Instructions for the task ->
Extract the complete listing and output it unchanged.

Data entries ->
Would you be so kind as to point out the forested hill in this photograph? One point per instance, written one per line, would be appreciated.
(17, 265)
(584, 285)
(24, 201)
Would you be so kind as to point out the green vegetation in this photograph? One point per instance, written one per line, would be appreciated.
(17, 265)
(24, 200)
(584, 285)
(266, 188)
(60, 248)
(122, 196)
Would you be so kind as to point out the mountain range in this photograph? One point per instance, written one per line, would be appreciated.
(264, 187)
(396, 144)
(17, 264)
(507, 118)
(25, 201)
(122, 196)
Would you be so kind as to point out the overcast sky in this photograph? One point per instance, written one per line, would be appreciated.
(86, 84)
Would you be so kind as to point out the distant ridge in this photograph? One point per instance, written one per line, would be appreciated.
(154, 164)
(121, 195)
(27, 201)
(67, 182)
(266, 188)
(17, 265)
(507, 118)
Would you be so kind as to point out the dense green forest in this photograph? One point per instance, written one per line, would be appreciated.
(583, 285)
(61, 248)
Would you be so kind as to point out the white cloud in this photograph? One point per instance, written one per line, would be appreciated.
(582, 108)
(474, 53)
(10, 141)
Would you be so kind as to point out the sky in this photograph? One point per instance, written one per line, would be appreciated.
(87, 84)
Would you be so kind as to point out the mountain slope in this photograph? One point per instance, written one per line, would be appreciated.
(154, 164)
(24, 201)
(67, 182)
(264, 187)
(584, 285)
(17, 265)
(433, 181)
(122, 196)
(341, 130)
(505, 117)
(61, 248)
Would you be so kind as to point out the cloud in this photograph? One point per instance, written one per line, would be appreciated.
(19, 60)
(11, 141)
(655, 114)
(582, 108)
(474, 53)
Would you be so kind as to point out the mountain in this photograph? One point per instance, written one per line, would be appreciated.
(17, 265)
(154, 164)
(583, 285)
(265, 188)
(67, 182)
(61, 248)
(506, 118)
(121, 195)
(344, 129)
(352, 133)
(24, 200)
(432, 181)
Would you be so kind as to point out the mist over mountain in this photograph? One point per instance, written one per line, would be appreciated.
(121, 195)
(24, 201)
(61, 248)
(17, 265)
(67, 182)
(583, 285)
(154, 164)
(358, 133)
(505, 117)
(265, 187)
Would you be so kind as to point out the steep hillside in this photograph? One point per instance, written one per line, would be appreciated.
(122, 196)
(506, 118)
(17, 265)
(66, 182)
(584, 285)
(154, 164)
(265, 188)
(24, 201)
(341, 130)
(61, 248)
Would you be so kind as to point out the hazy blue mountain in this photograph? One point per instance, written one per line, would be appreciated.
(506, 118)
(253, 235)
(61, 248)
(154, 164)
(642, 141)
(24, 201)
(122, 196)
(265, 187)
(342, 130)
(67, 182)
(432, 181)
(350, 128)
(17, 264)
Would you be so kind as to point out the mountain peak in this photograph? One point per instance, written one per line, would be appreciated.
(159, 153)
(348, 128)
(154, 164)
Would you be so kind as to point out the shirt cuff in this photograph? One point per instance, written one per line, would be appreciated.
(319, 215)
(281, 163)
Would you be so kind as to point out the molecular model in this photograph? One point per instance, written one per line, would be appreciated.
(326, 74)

Task solution ->
Would you be so kind as to point out the forested hill in this photograph? One point per instance, written one per line, would be appreciated.
(17, 265)
(584, 285)
(24, 201)
Would you be so kind as to point out the green vegetation in this photograph? One point per instance, written one per line, would be appreciated.
(17, 265)
(24, 200)
(584, 285)
(266, 188)
(60, 248)
(122, 196)
Would you be so kind as to point out the mountain range in this photograph? One point per instance, written one per line, would be appreciated.
(264, 187)
(396, 144)
(17, 264)
(507, 118)
(25, 201)
(122, 196)
Would you be so kind as to point out the overcast sky in this photograph? One point per instance, written one per line, would be appreciated.
(86, 84)
Would you be so kind as to point out the distant ridge in this photograph? One point per instance, written one per line, would be appreciated.
(154, 164)
(121, 195)
(27, 201)
(67, 182)
(266, 188)
(17, 265)
(507, 118)
Would you be so kind as to point out the dense green forest in this photograph? One point per instance, written one per line, would be appreciated.
(583, 285)
(61, 248)
Would you be so kind as to point out the white cloud in this photograph? One point per instance, written one per line, would be appreciated.
(582, 108)
(474, 53)
(10, 141)
Would you be so kind as to point out the sky in this photograph? One point per instance, written one per line, would be appreciated.
(87, 84)
Would you be so kind as to point out the mountain slope in this photograph? One point per instance, written one per line, would be appreciated.
(154, 164)
(24, 201)
(67, 182)
(264, 187)
(584, 285)
(17, 265)
(433, 181)
(122, 196)
(341, 130)
(505, 117)
(61, 248)
Would you be so kind as to point out the cloud in this photograph? One point per instance, written one per line, would be appreciated.
(19, 60)
(11, 141)
(655, 114)
(582, 108)
(474, 53)
Would you be so kind as to point out the mountain in this photograph? One point per instance, written one per line, would be appreciated.
(17, 265)
(154, 164)
(583, 285)
(265, 188)
(67, 182)
(61, 248)
(506, 118)
(121, 195)
(344, 129)
(352, 133)
(24, 200)
(432, 181)
Would you be so kind as to point out the mist over mountain in this photograph? One point per instance, written one per line, would be appreciated.
(121, 195)
(24, 201)
(61, 248)
(17, 265)
(67, 182)
(583, 285)
(154, 164)
(358, 133)
(505, 117)
(265, 187)
Would you be so kind as to point out the steep hillside in this photograph? One point per instance, written one per line, would be appreciated.
(122, 196)
(506, 118)
(17, 265)
(66, 182)
(584, 285)
(154, 164)
(265, 188)
(24, 201)
(341, 130)
(61, 248)
Would you be so kind as to point out the hazy blue mountain in this photograph? One point per instance, written one per line, would be appreciated.
(506, 118)
(253, 235)
(61, 248)
(154, 164)
(642, 141)
(24, 201)
(122, 196)
(265, 187)
(342, 130)
(67, 182)
(432, 181)
(350, 128)
(17, 264)
Would you be so kind as to point out the mountain peak in this photograph? One point per instance, written one per line, would be appreciated.
(159, 153)
(348, 128)
(154, 164)
Would you be so kind as to point out the shirt cuff in this photograph? One point per instance, written one per line, would be appreciated.
(319, 215)
(281, 163)
Would you be so kind as to point out the molecular model in this photograph? One point per instance, written one per line, would be appreciated.
(326, 74)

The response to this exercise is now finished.